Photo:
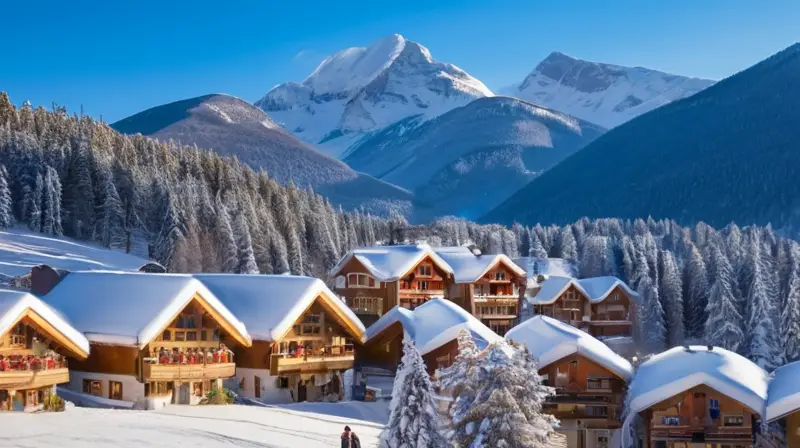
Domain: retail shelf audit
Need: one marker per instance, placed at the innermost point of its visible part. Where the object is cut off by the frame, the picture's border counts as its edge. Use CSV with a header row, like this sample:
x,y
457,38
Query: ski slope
x,y
200,426
21,249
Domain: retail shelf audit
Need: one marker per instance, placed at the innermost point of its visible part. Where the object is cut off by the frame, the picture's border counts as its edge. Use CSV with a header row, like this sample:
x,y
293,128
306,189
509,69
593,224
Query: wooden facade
x,y
588,396
610,317
495,298
700,416
33,359
319,343
370,298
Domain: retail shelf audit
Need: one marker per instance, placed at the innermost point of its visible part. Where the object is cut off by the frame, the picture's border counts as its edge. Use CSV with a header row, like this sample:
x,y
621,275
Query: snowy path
x,y
206,426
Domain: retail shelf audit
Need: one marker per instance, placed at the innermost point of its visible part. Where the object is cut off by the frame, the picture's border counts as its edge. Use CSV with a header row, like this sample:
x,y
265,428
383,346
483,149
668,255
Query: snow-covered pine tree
x,y
762,338
507,406
568,248
724,323
671,292
35,206
653,327
246,260
695,294
225,239
413,417
6,206
790,318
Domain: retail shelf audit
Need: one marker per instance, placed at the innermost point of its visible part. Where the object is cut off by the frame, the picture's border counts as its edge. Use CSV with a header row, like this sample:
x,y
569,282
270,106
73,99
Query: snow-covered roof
x,y
434,324
131,308
270,304
390,263
468,267
14,305
784,391
549,340
678,369
595,289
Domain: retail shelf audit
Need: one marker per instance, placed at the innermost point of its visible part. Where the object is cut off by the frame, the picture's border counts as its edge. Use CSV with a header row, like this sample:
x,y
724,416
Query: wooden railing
x,y
327,358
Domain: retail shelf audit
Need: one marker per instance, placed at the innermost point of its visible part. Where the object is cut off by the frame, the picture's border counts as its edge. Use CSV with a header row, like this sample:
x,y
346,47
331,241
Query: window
x,y
733,420
424,270
93,387
358,280
115,390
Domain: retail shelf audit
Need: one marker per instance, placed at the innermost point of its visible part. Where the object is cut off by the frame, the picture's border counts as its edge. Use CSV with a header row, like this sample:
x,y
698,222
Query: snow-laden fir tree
x,y
724,323
790,318
762,338
695,294
245,259
225,240
671,293
6,206
506,408
413,417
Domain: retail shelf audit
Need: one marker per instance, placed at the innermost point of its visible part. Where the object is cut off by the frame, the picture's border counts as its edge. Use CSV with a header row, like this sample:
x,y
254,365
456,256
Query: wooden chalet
x,y
783,402
602,306
699,397
490,287
304,336
35,342
434,327
375,280
155,339
589,378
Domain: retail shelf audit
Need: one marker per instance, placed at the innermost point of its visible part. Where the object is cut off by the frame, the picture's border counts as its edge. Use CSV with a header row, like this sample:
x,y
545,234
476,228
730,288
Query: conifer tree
x,y
724,323
413,418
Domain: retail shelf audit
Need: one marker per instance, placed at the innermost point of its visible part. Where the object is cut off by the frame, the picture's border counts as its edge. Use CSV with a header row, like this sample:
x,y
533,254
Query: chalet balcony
x,y
323,360
30,372
193,365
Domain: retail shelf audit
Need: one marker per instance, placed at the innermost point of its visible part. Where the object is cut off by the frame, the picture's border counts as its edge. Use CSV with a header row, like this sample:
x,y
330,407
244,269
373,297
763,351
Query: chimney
x,y
44,279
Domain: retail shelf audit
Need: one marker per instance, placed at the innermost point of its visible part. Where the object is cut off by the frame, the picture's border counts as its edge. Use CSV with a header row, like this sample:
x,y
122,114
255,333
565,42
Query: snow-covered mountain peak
x,y
364,89
605,94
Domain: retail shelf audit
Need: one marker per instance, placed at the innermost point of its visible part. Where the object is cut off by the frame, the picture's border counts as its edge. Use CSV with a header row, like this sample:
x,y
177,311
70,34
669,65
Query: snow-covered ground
x,y
22,249
307,425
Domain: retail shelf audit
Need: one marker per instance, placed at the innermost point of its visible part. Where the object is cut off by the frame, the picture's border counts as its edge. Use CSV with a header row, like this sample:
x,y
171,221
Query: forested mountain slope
x,y
233,127
728,153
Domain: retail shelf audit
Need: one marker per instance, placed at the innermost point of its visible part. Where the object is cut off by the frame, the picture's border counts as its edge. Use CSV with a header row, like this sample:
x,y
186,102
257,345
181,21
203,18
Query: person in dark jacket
x,y
350,439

[WORK TO COMPLETE]
Please transcribe all of the entries word for word, with the pictures left out.

[ANSWER TO THE PROBLEM]
Photo:
Domain: retail shelf audit
Need: one marker per instance, placed at the innermost point of its visible part. Where the object is cut off by the frame, the picture's border counts as its edge. Use CSV with a header row, like this sample:
x,y
457,38
Query: ski slope
x,y
200,426
21,249
Domain: retail shelf audit
Need: one marker per instance, placed at the innermost point of its visible part. Where the object is cut off by the frame, the picture's border counts as its edge. Use CSV with a header row, like this sample:
x,y
293,128
306,189
509,69
593,224
Query: wooden facade
x,y
588,396
610,317
495,298
700,416
33,359
319,343
370,298
Domain: retail shelf audit
Need: one marker per instance, placed at the innermost point of its visible part. Where the object is cut off by the frame, the picture's border counts as its edge. Use CSV with a header row, like this sample:
x,y
621,275
Query: snowy path
x,y
206,426
Domain: retail shelf audit
Need: one marker per instance, placed at the innermost point of its visible part. Where the object is cut off by the frame, the picture's border counts as its edge. Use CSV with a header row, like this sample:
x,y
265,428
383,346
483,149
668,255
Query: snow-covered pine tree
x,y
762,338
507,406
568,248
724,323
671,292
35,206
653,327
246,260
695,294
225,239
413,417
6,206
790,318
Domain: retail shelf audit
Need: one marker per instance, placed at the innermost point of its visible part. Where the object is cut off by the frame, the picture's border counts as its edge. Use CSV with a header row, like this sample:
x,y
569,282
270,106
73,99
Query: snow-covered roof
x,y
434,324
131,308
270,304
390,263
468,267
14,305
784,391
549,340
678,369
595,289
Domain: retail shelf audit
Need: one marker per instance, placed at the innermost point of its visible part. Where the object is cut off by the frame, the picture's border counts as its edge. Use CSV with a header row, like this sample:
x,y
724,416
Query: wooden railing
x,y
327,358
Domain: retail shelf audit
Need: one marker per instance, placed at the innermost point of its visible part. Where the object is cut off by the frame, the picture's border counts as its edge. Use CSV with a header row, like this sample:
x,y
346,47
331,241
Query: window
x,y
733,420
424,270
93,387
358,280
115,390
Domain: retail shelf audit
Need: one marker per instance, placed at the innermost point of its visible part. Where the object is cut off by the frame, the picture's border counts as its edge. Use CSV with a header row, like this sample:
x,y
698,222
Query: snow-laden fir tree
x,y
724,323
790,318
762,338
695,294
245,259
225,240
671,293
6,206
506,408
413,417
Domain: retail shelf audit
Need: one marker per instance, placed at the innermost point of its visible part. Where the object is cut off by the frame, the picture's border counts as its edge. Use CSV with a header row, like this sample:
x,y
254,365
456,256
Query: wooden chalet
x,y
783,402
602,306
699,397
490,287
304,336
35,342
434,327
375,280
155,339
589,378
Domain: retail shelf audit
Need: one marker per instance, placed at the innermost point of its visible part. Where the object is cut off by the frame, the picture's border counts as its edge. Use CSV with a header row, like this sample:
x,y
545,234
476,228
730,288
Query: conifer tree
x,y
724,323
413,418
Domain: retail shelf audit
Need: one marker per instance, placed at the innermost point of its visible part. Where the object is cut off by the frame, the picture's border counts as its edge. Use CSV with a header row, like this sample:
x,y
533,254
Query: chalet balcony
x,y
323,360
30,372
193,365
Domain: retail shelf audit
Need: one marker per instance, placed at the innermost point of its visible part. Where the object is cut off by the frame, the picture's border counts as its edge. Use CSV with a header row, like this sample:
x,y
330,407
244,269
373,297
763,351
Query: chimney
x,y
44,279
Domain: retail shelf audit
Need: one marker per instance, placed at the innermost point of its visible part. Where the object is cut off by the frame, the picture's border counts as its edge. Use CSV with a header row, like this sample:
x,y
122,114
255,333
565,42
Query: snow-covered mountain peak
x,y
364,89
605,94
Domain: retail shelf audit
Need: one marker per instance, placed at the innermost point of its visible part. Where the object is cut off by the frame, the picture's border counts as its edge. Use CSV with a header row, like this sample:
x,y
177,311
70,34
669,65
Query: snow-covered ground
x,y
22,249
307,425
Domain: retail shelf audit
Need: one marker per instance, placed at the innermost point of its visible part. Where the object is cut off by the frame, the picture's border counts as its edge. Use CSV with a header row, like this sample:
x,y
171,221
Query: forested mountain slope
x,y
233,127
728,153
Domain: retail shelf audit
Need: one marker per instance, placed at the innermost point of its visible part. Where the object is cut off by the frame, the picture's border counts as its edge. Use CSV with a header row, like this sample:
x,y
186,102
257,345
181,21
203,18
Query: person in dark jacket
x,y
350,439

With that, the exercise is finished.